Quote each of the following items word for word, leaving out the pictures.
=== Data shown ===
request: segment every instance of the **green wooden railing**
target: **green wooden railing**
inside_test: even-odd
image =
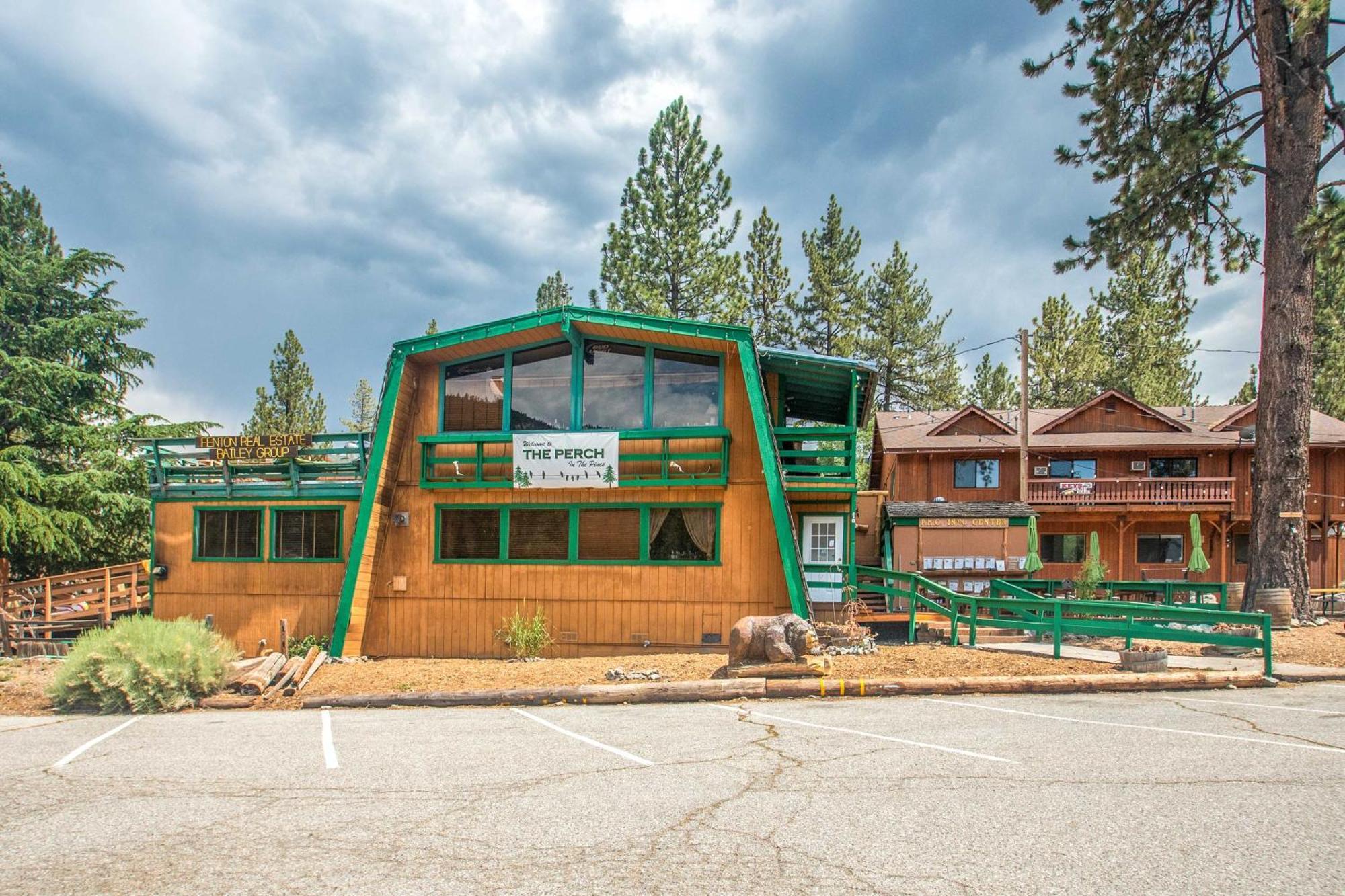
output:
[[[1005,578],[1002,581],[1018,585],[1024,591],[1037,592],[1033,596],[1045,593],[1054,597],[1056,592],[1064,591],[1063,578]],[[1228,583],[1224,581],[1124,581],[1112,580],[1098,583],[1098,591],[1107,592],[1106,600],[1128,600],[1120,595],[1155,595],[1167,607],[1193,604],[1200,607],[1217,607],[1228,609]],[[1177,595],[1189,595],[1189,600],[1177,600]],[[1213,597],[1213,600],[1206,600]]]
[[[720,426],[623,429],[620,486],[722,486],[729,480],[729,431]],[[420,436],[422,488],[510,488],[514,433]],[[651,443],[632,451],[624,443]]]
[[[1266,675],[1271,675],[1274,669],[1268,613],[1126,600],[1040,597],[1018,584],[1002,578],[990,580],[989,596],[971,596],[950,591],[919,573],[876,566],[859,566],[858,573],[870,580],[869,584],[863,585],[865,591],[874,591],[886,597],[888,612],[905,609],[909,613],[907,638],[912,643],[916,639],[916,613],[925,611],[948,620],[950,638],[954,644],[959,639],[959,626],[967,626],[967,643],[972,647],[976,644],[978,630],[989,626],[991,628],[1049,632],[1057,659],[1064,635],[1084,635],[1088,638],[1124,638],[1127,648],[1137,639],[1260,648],[1264,657]],[[880,585],[873,580],[881,580],[884,584]],[[898,601],[902,601],[904,605],[900,605]],[[1227,623],[1252,628],[1258,634],[1232,635],[1193,628],[1170,628],[1171,623],[1182,626]]]
[[[139,443],[155,498],[359,498],[369,465],[367,432],[320,433],[285,460],[221,463],[195,439]]]
[[[854,479],[853,426],[776,426],[772,432],[787,480]]]

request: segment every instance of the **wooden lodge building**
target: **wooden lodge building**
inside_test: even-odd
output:
[[[373,433],[156,440],[153,612],[245,652],[726,648],[854,578],[861,362],[742,327],[554,308],[393,346]]]
[[[1077,574],[1096,531],[1110,578],[1173,580],[1188,576],[1192,513],[1200,514],[1210,569],[1198,581],[1241,581],[1247,572],[1256,404],[1150,408],[1108,390],[1077,408],[1028,413],[1028,482],[1021,491],[1018,412],[974,405],[948,412],[877,414],[869,488],[888,503],[884,561],[894,569],[968,580],[960,560],[1006,560],[1010,577],[1024,548],[1009,533],[1036,514],[1041,560],[1036,577]],[[1313,412],[1307,503],[1310,581],[1337,587],[1345,577],[1345,422]],[[1005,546],[985,550],[917,546],[905,525],[928,537],[919,502],[1018,502],[981,514],[1003,526]],[[928,506],[925,507],[928,509]],[[948,515],[950,510],[936,511]],[[1017,518],[1014,515],[1017,514]],[[971,514],[975,515],[975,514]],[[917,519],[920,518],[920,519]],[[925,529],[919,529],[925,526]],[[944,523],[947,527],[947,522]],[[962,541],[970,537],[962,530]],[[985,535],[979,535],[982,539]],[[904,546],[904,549],[902,549]],[[950,557],[955,560],[948,560]],[[986,573],[972,570],[970,581]],[[960,583],[959,583],[960,584]]]

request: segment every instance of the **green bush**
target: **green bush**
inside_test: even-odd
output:
[[[546,627],[546,616],[541,608],[531,618],[515,609],[512,616],[504,619],[504,626],[495,632],[495,638],[519,659],[541,657],[551,644],[551,632]]]
[[[237,657],[199,622],[124,616],[75,640],[48,693],[58,709],[174,712],[219,690]]]
[[[319,638],[317,635],[304,635],[299,640],[289,642],[289,655],[303,657],[304,654],[308,652],[309,647],[316,647],[317,650],[327,650],[331,646],[331,643],[332,643],[331,635],[323,635],[321,638]]]

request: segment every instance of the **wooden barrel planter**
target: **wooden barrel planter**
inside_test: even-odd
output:
[[[1123,671],[1167,671],[1166,650],[1123,650],[1120,651]]]
[[[1294,592],[1289,588],[1256,589],[1256,612],[1270,613],[1271,628],[1289,628],[1294,618]]]

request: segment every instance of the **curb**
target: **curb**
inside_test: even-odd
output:
[[[1259,673],[1176,671],[1083,675],[964,675],[952,678],[732,678],[508,690],[426,690],[305,697],[304,709],[382,706],[543,706],[547,704],[666,704],[773,697],[896,697],[902,694],[1076,694],[1142,690],[1274,687]]]

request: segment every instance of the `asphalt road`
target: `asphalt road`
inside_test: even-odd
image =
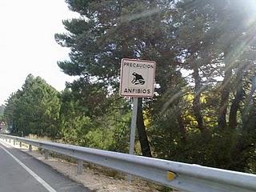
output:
===
*Worked solution*.
request: segment every instance of the **green wooden railing**
target: **green wooden railing**
inside_test: even-odd
image =
output:
[[[1005,578],[1002,581],[1018,585],[1024,591],[1037,592],[1033,596],[1045,593],[1054,597],[1056,592],[1064,591],[1063,578]],[[1228,583],[1224,581],[1124,581],[1112,580],[1098,583],[1098,591],[1107,592],[1106,600],[1128,600],[1120,595],[1155,595],[1167,607],[1193,604],[1200,607],[1217,607],[1228,609]],[[1177,595],[1189,595],[1189,600],[1177,600]],[[1213,597],[1213,600],[1206,600]]]
[[[720,426],[623,429],[620,486],[722,486],[729,480],[729,431]],[[420,436],[422,488],[510,488],[514,433]],[[651,443],[632,451],[624,443]]]
[[[1266,675],[1271,675],[1274,669],[1268,613],[1126,600],[1040,597],[1018,584],[1002,578],[990,580],[989,596],[971,596],[950,591],[919,573],[876,566],[859,566],[858,573],[870,580],[869,584],[863,585],[865,591],[874,591],[886,597],[888,612],[905,609],[909,613],[907,638],[912,643],[916,639],[916,613],[925,611],[948,620],[950,638],[954,644],[959,639],[959,626],[967,626],[967,643],[972,647],[976,644],[978,630],[989,626],[991,628],[1049,632],[1057,659],[1064,635],[1084,635],[1088,638],[1124,638],[1127,648],[1137,639],[1260,648],[1264,657]],[[880,585],[873,580],[881,580],[884,584]],[[898,601],[902,601],[904,605],[900,605]],[[1227,623],[1252,628],[1258,634],[1232,635],[1193,628],[1170,628],[1171,623],[1182,626]]]
[[[139,443],[155,498],[359,498],[369,465],[367,432],[320,433],[285,460],[221,463],[195,439]]]
[[[854,479],[853,426],[776,426],[772,432],[787,480]]]

request: segment every instance of the **wooden lodge building**
target: **wooden lodge building**
inside_test: even-odd
output:
[[[373,433],[156,440],[153,612],[245,652],[726,648],[854,578],[861,362],[742,327],[554,308],[393,346]]]
[[[1077,574],[1096,531],[1110,578],[1173,580],[1188,576],[1192,513],[1200,514],[1210,569],[1198,581],[1241,581],[1247,572],[1256,404],[1150,408],[1108,390],[1077,408],[1028,413],[1028,482],[1021,491],[1018,412],[974,405],[948,412],[877,414],[869,488],[888,503],[884,561],[894,569],[968,580],[960,560],[1006,560],[1010,577],[1024,548],[1009,533],[1036,514],[1041,560],[1036,577]],[[1313,412],[1307,503],[1310,581],[1337,587],[1345,577],[1345,422]],[[1005,546],[985,550],[917,546],[905,525],[928,537],[919,502],[1018,502],[981,514],[1003,526]],[[928,506],[925,507],[928,509]],[[948,515],[950,510],[936,511]],[[1017,518],[1014,515],[1017,514]],[[971,514],[975,515],[975,514]],[[917,519],[920,518],[920,519]],[[925,529],[919,529],[925,526]],[[944,523],[947,527],[947,522]],[[962,541],[970,537],[962,530]],[[985,535],[979,535],[982,539]],[[904,546],[904,549],[902,549]],[[950,557],[955,560],[948,560]],[[986,573],[972,570],[970,581]],[[960,583],[959,583],[960,584]]]

request: segment every instance of the **green bush**
target: **green bush**
inside_test: even-odd
output:
[[[546,627],[546,616],[541,608],[531,618],[515,609],[512,616],[504,619],[504,626],[495,632],[495,638],[519,659],[541,657],[551,644],[551,632]]]
[[[237,657],[199,622],[124,616],[75,640],[48,693],[58,709],[174,712],[219,690]]]
[[[319,638],[317,635],[304,635],[299,640],[289,642],[289,655],[303,657],[304,654],[308,652],[309,647],[316,647],[317,650],[327,650],[331,646],[331,643],[332,643],[331,635],[323,635],[321,638]]]

request: segment every instance of the **wooden barrel planter**
target: **wooden barrel planter**
inside_test: even-odd
output:
[[[1123,671],[1167,671],[1166,650],[1123,650],[1120,651]]]
[[[1294,592],[1289,588],[1256,589],[1256,612],[1270,613],[1271,628],[1289,628],[1294,618]]]

request: segment every instance of the **curb**
target: **curb**
inside_test: even-odd
output:
[[[1259,673],[1176,671],[1083,675],[964,675],[952,678],[732,678],[508,690],[426,690],[305,697],[304,709],[382,706],[543,706],[547,704],[666,704],[773,697],[896,697],[902,694],[1076,694],[1142,690],[1274,687]]]

request: segment every instance of the `asphalt road`
target: `asphalt road`
inside_test: even-odd
image =
output:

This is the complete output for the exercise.